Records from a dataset
########

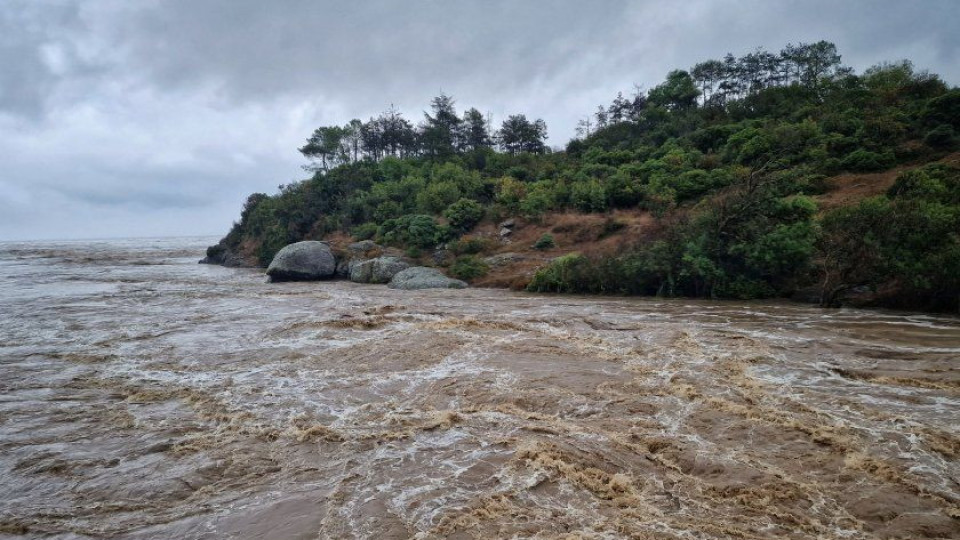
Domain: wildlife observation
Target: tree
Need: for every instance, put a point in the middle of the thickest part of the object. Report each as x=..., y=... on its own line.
x=390, y=134
x=326, y=145
x=677, y=93
x=440, y=132
x=518, y=135
x=475, y=131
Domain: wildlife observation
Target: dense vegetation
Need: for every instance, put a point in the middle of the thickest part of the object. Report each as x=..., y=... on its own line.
x=727, y=156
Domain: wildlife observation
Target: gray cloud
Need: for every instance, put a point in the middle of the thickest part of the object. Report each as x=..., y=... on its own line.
x=165, y=112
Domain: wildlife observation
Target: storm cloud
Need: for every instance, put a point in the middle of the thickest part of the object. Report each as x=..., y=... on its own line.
x=158, y=117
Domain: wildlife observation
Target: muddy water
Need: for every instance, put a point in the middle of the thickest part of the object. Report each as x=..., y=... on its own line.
x=145, y=396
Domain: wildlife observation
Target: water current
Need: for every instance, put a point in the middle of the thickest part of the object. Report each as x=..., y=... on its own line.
x=145, y=396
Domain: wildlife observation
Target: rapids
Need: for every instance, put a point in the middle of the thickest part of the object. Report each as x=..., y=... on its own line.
x=145, y=396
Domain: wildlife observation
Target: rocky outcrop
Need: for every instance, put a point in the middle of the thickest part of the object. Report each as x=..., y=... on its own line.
x=222, y=255
x=506, y=230
x=422, y=277
x=379, y=270
x=363, y=248
x=503, y=259
x=309, y=260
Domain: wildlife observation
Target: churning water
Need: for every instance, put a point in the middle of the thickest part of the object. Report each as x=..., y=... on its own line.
x=145, y=396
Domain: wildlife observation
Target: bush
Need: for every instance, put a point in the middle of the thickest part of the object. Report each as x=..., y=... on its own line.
x=867, y=161
x=569, y=273
x=470, y=245
x=941, y=137
x=365, y=231
x=464, y=214
x=545, y=242
x=468, y=267
x=610, y=226
x=412, y=230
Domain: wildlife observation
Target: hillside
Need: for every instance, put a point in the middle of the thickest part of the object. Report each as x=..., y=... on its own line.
x=767, y=175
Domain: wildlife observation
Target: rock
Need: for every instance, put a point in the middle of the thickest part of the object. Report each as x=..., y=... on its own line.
x=503, y=259
x=363, y=247
x=379, y=270
x=343, y=269
x=384, y=268
x=307, y=260
x=442, y=257
x=222, y=255
x=421, y=277
x=360, y=271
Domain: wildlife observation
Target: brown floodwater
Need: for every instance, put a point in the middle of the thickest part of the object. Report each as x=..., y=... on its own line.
x=145, y=396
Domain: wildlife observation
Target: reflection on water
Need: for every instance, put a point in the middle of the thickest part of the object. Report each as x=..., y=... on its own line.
x=146, y=396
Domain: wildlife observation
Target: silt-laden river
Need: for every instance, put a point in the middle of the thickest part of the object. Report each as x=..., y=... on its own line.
x=145, y=396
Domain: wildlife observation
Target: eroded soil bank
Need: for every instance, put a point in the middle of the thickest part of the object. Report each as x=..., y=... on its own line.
x=144, y=396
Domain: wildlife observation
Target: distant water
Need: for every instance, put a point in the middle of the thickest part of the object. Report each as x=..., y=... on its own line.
x=145, y=396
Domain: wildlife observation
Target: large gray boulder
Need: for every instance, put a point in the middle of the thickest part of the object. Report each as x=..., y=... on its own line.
x=379, y=270
x=422, y=277
x=303, y=261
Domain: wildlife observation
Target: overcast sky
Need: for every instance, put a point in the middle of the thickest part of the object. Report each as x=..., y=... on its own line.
x=122, y=118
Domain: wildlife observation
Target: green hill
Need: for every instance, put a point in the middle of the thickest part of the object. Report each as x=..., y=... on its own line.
x=765, y=175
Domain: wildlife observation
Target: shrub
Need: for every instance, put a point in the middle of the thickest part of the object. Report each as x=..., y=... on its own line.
x=365, y=231
x=468, y=267
x=545, y=242
x=412, y=230
x=941, y=137
x=867, y=161
x=610, y=226
x=464, y=214
x=470, y=245
x=570, y=273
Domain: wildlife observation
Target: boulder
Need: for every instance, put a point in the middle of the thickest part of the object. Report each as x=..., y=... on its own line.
x=503, y=259
x=223, y=255
x=343, y=268
x=379, y=270
x=307, y=260
x=442, y=257
x=421, y=277
x=363, y=247
x=361, y=271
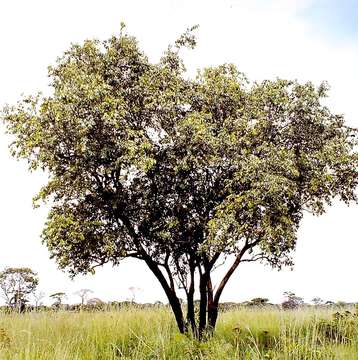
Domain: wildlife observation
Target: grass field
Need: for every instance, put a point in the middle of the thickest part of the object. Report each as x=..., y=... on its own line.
x=151, y=334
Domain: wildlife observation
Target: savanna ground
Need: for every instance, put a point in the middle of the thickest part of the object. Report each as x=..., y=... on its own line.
x=151, y=334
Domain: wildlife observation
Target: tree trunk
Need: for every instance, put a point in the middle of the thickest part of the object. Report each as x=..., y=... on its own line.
x=171, y=295
x=203, y=305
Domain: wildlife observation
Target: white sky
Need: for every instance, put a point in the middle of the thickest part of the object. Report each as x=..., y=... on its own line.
x=266, y=39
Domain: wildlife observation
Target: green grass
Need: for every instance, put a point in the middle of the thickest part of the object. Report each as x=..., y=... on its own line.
x=151, y=334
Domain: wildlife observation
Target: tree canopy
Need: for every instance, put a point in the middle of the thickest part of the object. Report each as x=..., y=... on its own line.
x=145, y=162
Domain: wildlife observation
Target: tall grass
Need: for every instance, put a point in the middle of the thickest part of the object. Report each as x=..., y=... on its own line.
x=132, y=333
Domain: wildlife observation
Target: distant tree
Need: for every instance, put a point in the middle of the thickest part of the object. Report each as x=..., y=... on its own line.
x=292, y=301
x=38, y=296
x=58, y=297
x=180, y=173
x=95, y=301
x=329, y=302
x=83, y=294
x=259, y=301
x=16, y=285
x=317, y=301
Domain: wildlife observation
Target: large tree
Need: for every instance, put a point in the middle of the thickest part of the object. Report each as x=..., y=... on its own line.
x=16, y=285
x=180, y=173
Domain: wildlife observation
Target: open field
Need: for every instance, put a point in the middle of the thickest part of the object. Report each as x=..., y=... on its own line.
x=151, y=334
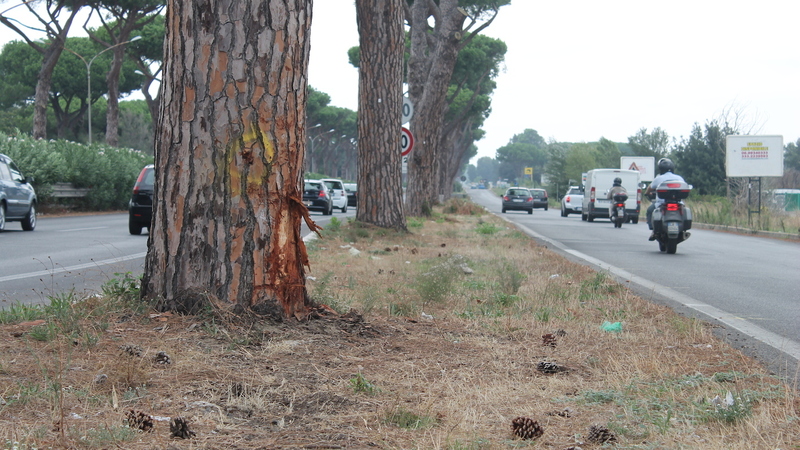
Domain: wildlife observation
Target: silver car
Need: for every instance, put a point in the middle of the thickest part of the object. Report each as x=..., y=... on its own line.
x=17, y=196
x=572, y=201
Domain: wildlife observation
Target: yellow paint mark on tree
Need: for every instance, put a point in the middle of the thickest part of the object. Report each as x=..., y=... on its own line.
x=252, y=154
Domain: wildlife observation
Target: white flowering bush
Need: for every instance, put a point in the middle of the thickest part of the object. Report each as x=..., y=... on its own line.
x=108, y=172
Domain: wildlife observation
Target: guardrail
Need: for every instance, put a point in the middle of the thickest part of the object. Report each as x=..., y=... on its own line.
x=68, y=190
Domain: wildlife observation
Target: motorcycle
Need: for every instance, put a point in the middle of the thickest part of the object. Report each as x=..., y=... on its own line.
x=618, y=215
x=673, y=219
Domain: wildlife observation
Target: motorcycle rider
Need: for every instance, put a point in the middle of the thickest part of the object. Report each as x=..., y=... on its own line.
x=617, y=188
x=666, y=172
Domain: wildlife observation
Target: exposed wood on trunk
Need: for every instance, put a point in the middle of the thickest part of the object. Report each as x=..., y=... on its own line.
x=229, y=152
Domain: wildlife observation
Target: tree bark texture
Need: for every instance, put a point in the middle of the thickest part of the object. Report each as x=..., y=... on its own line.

########

— PROBLEM DESCRIPTION —
The word to find is "distant". Copy every line of the records that holds it.

— RESPONSE —
Target: distant water
Target: distant tree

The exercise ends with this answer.